Please show all lines of the records that include "Target".

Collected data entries

───

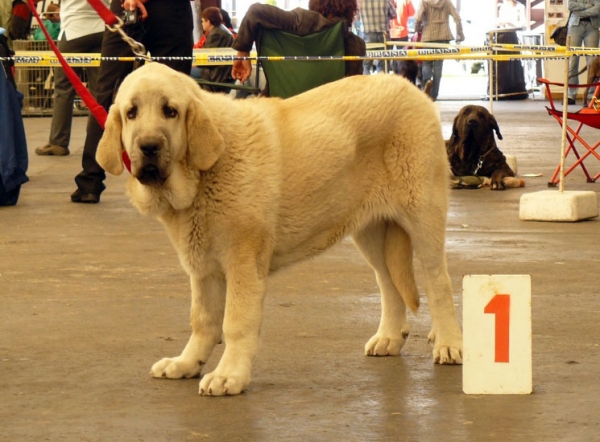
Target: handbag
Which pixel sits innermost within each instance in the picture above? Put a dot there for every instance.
(560, 33)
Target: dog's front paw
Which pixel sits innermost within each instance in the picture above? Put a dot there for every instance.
(215, 384)
(382, 345)
(176, 368)
(446, 350)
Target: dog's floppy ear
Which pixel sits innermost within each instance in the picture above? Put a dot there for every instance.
(494, 125)
(110, 149)
(205, 143)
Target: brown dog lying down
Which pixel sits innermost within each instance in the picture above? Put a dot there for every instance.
(472, 148)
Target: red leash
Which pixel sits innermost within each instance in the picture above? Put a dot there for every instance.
(97, 111)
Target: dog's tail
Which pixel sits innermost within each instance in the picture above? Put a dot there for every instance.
(399, 261)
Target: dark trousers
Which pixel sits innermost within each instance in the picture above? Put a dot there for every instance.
(167, 32)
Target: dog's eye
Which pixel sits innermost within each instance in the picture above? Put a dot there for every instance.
(169, 112)
(132, 113)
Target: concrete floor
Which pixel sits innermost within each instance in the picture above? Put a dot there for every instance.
(92, 296)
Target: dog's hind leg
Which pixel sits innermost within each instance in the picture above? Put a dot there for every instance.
(395, 278)
(427, 233)
(206, 317)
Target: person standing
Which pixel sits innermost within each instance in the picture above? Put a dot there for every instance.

───

### TASK OUTPUT
Target: handbag
Target: dog's front paw
Target: dog's floppy ear
Target: brown dog lying down
Target: red leash
Target: dog's tail
Target: dark trousers
Target: dog's eye
Target: concrete floor
Target: dog's hind leg
Target: person standing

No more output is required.